_TASK OBJECTIVE_. From the records beneath, determine how many lines contain "return" and report only that figure.

_Data records_.

----------------------------------------

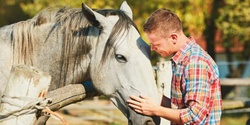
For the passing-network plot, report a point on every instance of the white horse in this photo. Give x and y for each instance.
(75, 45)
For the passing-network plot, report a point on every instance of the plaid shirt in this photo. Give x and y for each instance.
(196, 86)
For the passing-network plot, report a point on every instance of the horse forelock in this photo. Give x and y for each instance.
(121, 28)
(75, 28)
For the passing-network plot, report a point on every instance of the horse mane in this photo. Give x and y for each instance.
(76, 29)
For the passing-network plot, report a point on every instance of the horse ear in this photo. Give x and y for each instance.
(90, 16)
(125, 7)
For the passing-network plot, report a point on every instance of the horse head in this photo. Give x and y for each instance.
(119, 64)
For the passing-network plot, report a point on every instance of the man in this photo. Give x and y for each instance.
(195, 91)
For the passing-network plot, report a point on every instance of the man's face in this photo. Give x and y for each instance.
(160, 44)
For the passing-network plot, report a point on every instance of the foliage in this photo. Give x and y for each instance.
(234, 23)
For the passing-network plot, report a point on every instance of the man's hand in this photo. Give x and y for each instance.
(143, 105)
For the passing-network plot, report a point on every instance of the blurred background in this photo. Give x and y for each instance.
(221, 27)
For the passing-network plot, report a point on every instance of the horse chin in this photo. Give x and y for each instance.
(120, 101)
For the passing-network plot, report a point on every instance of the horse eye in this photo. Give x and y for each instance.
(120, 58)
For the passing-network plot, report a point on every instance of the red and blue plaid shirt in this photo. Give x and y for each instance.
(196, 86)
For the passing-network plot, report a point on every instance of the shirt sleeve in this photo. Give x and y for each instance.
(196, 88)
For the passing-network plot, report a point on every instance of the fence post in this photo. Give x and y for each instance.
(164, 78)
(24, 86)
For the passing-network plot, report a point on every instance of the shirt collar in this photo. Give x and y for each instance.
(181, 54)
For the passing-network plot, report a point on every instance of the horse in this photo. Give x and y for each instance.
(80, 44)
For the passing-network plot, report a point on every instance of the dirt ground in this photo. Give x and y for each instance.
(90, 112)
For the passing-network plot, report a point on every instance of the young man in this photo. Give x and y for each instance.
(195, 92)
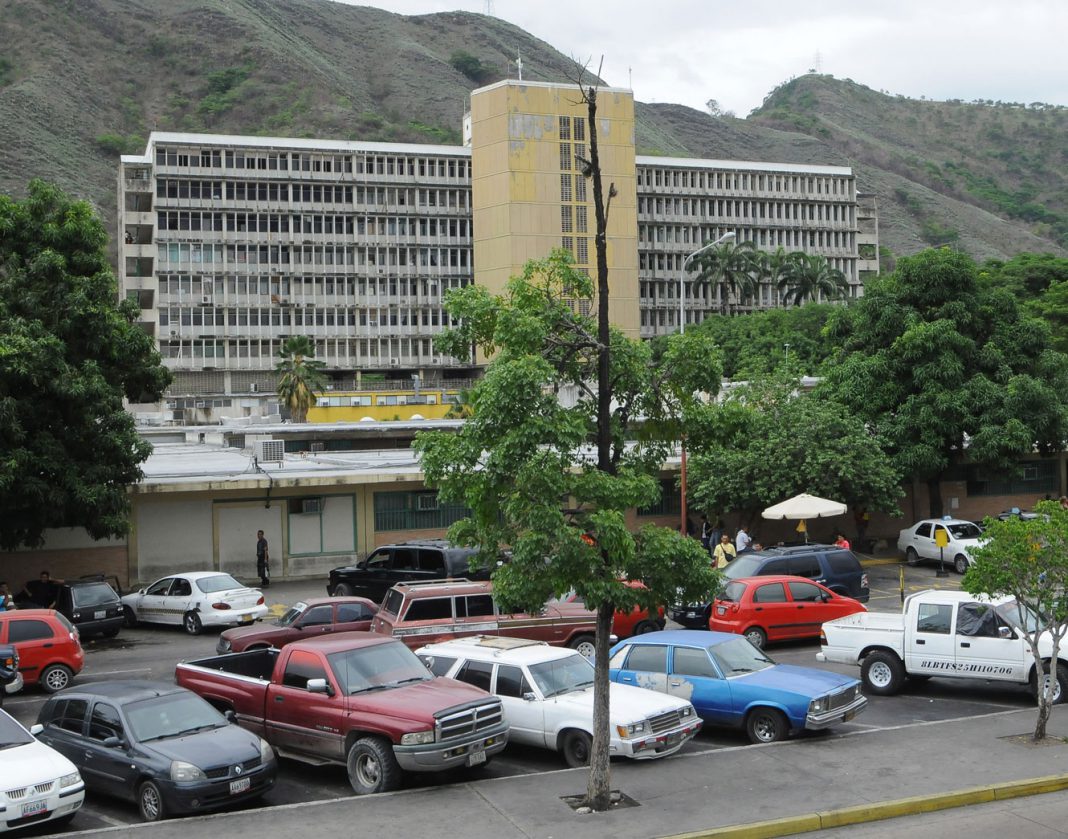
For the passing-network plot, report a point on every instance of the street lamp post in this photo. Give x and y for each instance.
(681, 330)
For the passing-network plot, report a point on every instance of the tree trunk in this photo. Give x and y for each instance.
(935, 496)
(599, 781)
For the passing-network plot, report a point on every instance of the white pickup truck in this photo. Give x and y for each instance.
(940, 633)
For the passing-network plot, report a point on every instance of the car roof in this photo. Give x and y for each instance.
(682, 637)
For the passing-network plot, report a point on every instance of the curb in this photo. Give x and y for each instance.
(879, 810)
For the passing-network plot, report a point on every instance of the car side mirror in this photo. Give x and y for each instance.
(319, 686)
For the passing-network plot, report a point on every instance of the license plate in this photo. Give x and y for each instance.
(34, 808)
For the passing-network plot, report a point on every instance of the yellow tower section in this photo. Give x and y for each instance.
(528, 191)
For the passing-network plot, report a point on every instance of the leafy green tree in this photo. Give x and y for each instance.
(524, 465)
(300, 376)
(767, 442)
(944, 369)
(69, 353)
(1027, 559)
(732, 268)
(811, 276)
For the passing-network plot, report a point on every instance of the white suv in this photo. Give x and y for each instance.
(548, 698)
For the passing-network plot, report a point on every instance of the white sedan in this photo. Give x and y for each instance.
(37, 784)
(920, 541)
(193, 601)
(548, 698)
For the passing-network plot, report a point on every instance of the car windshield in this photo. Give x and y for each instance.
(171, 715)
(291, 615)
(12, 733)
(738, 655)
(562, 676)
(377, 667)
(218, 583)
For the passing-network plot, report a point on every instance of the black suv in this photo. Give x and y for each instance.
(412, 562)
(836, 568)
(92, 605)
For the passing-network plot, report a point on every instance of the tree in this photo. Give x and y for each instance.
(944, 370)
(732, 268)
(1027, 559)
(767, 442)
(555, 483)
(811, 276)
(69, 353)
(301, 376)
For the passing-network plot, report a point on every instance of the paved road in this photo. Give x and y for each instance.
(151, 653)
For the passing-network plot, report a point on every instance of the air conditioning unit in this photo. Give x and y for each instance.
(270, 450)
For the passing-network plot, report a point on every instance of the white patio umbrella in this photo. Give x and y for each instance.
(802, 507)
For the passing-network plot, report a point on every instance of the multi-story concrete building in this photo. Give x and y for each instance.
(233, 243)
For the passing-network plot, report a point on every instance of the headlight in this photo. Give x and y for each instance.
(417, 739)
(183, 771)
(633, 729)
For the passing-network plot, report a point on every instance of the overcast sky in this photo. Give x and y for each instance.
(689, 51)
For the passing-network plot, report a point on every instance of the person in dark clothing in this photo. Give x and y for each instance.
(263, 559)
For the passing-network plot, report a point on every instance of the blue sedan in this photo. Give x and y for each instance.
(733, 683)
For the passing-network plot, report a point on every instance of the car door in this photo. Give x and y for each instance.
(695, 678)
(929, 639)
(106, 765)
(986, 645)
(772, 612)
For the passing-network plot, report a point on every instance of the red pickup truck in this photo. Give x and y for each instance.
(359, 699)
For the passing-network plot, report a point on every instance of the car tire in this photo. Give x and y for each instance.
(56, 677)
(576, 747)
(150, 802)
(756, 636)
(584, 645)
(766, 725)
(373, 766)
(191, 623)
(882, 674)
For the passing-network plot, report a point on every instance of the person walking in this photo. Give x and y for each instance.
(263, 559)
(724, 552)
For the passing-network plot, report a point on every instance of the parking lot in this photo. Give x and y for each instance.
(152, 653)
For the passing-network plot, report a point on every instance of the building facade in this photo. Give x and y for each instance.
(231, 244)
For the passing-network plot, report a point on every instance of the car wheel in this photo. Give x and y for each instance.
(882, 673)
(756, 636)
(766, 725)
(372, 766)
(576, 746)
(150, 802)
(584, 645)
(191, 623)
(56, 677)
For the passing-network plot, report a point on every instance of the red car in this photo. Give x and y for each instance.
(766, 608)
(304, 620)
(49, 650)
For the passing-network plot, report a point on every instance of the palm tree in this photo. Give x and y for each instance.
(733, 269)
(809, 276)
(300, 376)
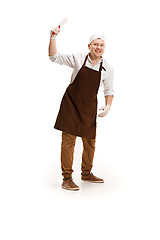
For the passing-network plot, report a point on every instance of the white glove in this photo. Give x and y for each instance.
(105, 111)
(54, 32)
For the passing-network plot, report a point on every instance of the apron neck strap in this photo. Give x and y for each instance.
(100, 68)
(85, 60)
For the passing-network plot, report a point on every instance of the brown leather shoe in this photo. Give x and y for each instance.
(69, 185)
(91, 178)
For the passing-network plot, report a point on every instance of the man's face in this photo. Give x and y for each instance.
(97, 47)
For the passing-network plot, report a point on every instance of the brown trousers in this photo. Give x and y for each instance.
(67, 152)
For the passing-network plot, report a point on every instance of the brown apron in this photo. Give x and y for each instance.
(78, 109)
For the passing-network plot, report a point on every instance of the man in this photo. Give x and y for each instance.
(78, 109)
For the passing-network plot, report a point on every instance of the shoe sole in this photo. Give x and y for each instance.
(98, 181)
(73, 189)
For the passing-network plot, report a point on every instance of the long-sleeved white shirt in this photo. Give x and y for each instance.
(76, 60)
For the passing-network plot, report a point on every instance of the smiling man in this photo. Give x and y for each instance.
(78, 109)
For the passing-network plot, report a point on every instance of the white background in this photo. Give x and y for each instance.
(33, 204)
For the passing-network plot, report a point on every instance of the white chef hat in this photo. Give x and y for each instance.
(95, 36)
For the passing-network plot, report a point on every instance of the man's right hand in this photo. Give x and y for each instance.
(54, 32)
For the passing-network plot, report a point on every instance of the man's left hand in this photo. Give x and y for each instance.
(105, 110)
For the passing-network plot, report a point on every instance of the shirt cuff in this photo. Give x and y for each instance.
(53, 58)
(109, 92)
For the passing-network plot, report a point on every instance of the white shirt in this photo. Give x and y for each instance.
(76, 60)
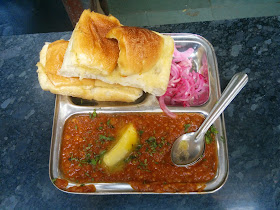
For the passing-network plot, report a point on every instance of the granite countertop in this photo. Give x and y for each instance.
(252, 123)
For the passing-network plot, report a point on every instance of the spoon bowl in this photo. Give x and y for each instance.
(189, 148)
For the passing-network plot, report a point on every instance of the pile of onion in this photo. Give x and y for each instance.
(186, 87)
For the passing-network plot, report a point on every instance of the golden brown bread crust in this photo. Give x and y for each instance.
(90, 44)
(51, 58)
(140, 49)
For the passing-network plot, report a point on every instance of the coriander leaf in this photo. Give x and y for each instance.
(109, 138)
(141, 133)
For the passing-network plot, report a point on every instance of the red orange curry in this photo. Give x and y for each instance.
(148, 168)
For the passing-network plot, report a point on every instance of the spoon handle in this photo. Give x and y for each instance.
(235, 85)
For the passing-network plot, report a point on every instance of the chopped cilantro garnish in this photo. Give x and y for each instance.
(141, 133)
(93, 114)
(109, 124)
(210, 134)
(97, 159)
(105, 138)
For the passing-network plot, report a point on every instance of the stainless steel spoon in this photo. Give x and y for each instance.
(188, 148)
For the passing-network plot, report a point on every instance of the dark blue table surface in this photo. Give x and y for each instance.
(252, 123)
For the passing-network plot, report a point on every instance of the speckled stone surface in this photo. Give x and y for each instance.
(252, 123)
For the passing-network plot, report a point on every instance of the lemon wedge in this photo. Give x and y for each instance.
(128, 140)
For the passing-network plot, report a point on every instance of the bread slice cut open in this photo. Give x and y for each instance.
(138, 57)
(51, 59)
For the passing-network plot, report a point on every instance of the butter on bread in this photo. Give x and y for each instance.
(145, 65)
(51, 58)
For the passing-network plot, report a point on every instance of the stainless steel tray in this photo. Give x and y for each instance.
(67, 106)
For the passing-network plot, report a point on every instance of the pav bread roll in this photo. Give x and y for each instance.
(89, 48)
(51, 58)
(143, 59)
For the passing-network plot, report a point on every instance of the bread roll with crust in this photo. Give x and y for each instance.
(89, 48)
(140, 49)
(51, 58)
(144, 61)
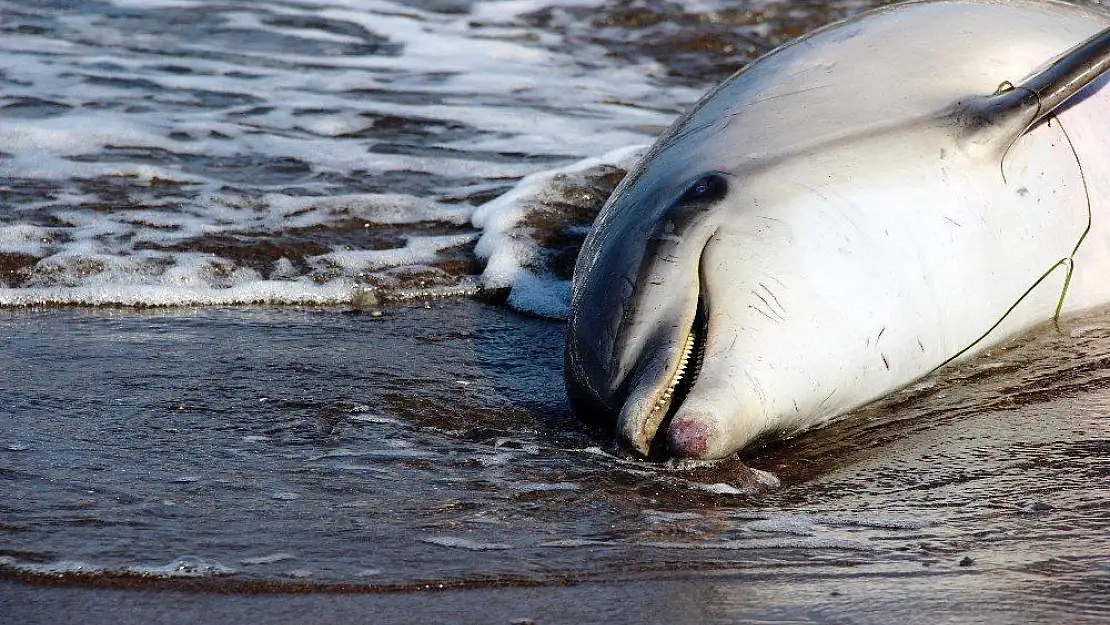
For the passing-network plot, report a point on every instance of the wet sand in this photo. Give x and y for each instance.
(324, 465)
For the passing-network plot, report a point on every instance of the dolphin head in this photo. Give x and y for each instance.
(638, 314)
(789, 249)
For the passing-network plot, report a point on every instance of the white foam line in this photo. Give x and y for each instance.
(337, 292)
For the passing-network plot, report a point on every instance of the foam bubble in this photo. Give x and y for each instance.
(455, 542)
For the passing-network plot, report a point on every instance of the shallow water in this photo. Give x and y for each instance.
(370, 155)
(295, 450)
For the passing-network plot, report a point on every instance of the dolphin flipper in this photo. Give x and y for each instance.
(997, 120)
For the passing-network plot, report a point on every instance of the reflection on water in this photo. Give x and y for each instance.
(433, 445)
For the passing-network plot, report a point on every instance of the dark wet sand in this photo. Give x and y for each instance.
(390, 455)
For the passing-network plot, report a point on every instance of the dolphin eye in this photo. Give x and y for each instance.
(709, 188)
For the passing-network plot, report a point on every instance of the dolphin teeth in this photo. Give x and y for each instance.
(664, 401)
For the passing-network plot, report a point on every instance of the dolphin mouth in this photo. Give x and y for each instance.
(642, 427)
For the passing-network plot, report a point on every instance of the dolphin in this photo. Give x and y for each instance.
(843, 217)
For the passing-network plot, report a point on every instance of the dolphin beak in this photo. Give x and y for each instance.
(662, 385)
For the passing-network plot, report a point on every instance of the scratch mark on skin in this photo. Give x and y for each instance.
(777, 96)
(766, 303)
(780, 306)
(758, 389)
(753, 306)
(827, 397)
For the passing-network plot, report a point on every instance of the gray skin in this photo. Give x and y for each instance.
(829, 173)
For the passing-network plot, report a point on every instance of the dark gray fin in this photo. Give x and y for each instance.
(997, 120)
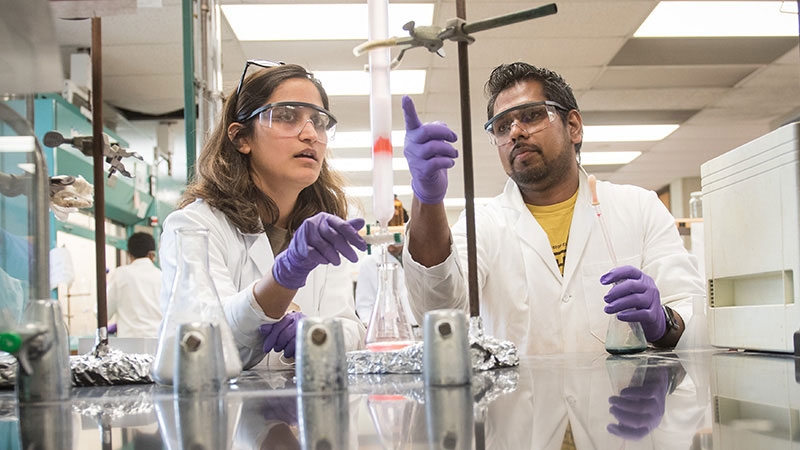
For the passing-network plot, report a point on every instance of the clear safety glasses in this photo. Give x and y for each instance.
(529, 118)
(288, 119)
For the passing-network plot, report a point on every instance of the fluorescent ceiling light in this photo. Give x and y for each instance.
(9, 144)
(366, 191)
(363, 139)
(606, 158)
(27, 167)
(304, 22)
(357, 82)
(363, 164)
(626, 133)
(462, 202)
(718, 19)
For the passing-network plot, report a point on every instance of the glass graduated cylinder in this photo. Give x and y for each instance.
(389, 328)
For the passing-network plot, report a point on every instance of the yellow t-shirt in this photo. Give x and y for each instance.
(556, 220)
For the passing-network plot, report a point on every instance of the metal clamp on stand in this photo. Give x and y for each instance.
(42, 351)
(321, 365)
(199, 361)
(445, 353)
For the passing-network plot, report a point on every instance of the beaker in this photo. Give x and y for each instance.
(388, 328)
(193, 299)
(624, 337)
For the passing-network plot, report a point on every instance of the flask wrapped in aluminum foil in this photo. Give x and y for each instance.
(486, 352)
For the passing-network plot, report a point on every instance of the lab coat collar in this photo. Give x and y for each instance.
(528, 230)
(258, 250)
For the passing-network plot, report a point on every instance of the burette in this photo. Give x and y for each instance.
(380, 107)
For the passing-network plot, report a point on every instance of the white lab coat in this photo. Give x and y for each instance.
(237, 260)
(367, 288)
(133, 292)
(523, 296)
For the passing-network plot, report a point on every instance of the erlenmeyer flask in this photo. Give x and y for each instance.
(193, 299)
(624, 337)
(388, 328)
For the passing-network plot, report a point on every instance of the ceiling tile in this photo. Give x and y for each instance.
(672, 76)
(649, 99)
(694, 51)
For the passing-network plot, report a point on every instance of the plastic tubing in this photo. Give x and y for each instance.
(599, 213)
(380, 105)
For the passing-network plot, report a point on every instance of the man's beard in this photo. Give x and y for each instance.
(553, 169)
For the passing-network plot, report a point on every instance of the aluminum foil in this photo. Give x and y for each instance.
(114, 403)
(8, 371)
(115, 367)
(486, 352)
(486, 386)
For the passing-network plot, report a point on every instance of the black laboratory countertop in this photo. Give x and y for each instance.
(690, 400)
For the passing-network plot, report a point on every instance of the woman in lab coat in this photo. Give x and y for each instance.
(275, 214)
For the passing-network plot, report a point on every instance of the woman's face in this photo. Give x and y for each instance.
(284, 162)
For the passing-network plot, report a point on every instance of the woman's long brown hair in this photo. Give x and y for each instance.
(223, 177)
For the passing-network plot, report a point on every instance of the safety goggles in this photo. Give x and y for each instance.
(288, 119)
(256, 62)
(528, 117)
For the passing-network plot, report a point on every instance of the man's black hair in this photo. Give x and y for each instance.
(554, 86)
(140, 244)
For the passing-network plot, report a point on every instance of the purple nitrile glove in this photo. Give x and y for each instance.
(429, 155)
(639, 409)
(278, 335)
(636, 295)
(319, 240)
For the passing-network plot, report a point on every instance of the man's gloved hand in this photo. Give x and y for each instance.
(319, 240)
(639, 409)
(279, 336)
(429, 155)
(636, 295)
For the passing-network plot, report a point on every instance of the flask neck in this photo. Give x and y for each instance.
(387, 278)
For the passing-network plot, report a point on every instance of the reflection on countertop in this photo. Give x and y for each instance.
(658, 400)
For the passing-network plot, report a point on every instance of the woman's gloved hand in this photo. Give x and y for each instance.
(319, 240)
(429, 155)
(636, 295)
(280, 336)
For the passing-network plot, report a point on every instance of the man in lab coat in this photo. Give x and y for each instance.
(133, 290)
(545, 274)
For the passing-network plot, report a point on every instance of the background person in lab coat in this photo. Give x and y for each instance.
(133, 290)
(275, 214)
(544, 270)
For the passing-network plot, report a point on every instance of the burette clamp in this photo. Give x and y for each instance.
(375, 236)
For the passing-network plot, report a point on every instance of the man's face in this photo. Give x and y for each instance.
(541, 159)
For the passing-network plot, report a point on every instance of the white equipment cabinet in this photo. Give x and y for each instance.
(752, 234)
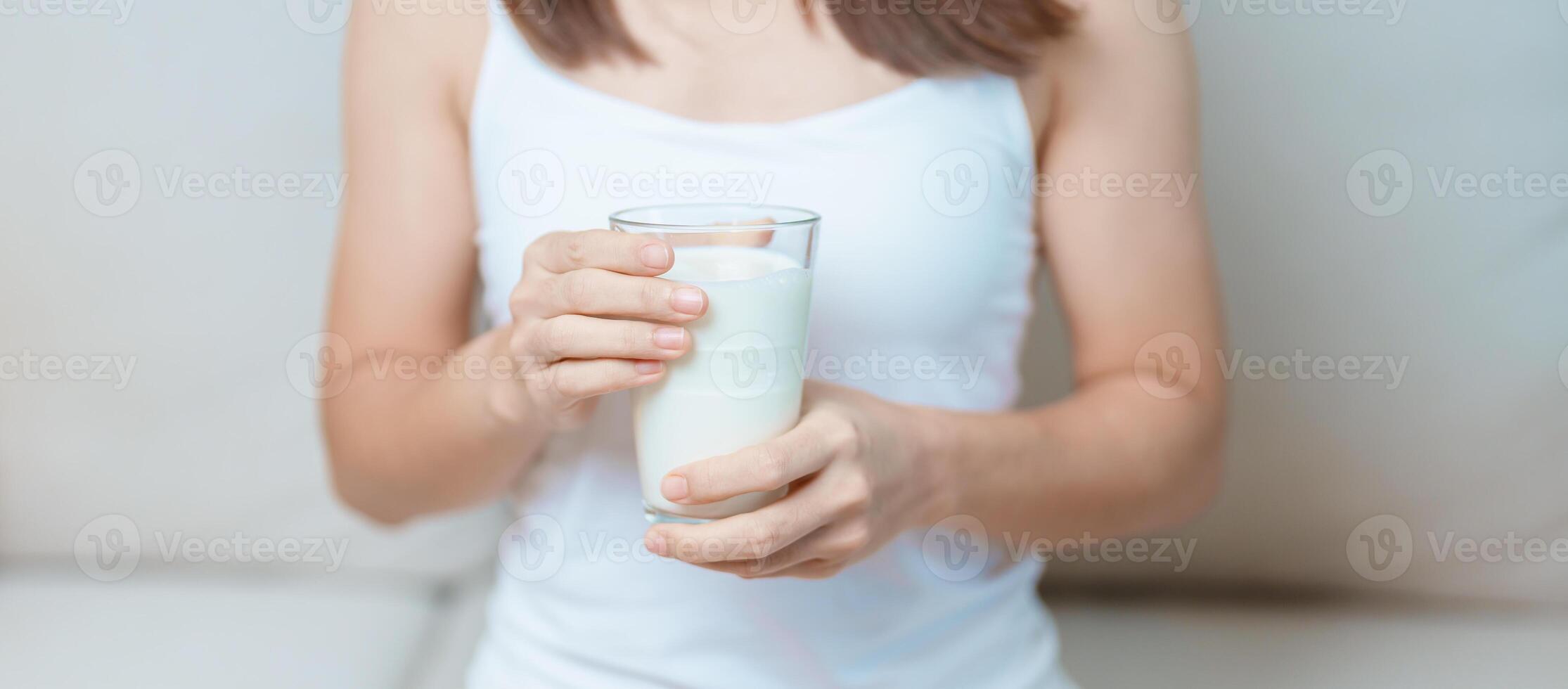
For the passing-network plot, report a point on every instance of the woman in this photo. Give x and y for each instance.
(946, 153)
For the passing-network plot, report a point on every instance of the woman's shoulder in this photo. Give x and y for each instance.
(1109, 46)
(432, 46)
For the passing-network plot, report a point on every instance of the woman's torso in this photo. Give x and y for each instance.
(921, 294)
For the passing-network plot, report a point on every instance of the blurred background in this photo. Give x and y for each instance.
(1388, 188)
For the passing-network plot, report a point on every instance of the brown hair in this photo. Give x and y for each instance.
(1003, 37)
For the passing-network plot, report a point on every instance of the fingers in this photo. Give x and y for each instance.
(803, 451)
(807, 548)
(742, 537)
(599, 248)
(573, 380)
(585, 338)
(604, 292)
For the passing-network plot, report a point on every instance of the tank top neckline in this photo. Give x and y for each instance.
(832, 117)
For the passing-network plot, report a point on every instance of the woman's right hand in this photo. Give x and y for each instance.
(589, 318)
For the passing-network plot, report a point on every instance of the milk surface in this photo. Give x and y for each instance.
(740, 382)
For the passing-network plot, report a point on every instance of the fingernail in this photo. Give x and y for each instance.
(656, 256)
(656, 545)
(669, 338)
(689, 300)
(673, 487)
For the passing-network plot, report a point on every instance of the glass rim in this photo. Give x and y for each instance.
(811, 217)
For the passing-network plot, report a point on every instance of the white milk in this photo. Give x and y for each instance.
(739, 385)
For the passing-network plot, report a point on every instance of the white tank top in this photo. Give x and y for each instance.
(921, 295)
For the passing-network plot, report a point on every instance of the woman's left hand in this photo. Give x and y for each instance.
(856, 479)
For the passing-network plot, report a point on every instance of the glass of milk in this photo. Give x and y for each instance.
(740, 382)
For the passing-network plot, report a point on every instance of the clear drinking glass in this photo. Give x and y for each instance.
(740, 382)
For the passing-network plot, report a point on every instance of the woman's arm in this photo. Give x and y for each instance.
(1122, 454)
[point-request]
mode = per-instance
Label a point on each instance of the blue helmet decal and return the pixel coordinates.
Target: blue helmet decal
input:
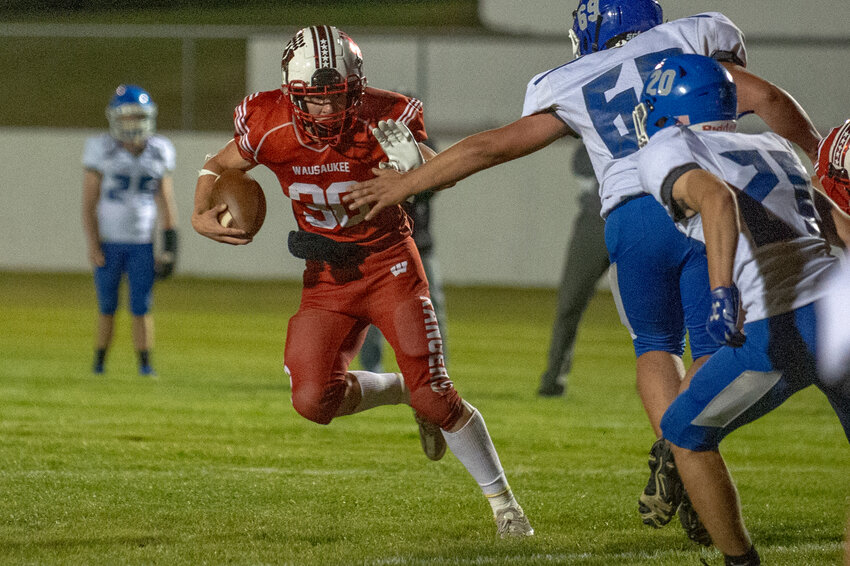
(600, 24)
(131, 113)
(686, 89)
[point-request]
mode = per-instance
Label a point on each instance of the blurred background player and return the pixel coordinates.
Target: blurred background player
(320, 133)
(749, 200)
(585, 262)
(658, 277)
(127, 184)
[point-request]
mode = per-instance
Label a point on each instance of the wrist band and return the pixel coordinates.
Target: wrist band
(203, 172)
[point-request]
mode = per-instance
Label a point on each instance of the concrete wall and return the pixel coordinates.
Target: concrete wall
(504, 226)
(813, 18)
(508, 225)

----------------------------------------

_RESULT OF THE TASK_. 4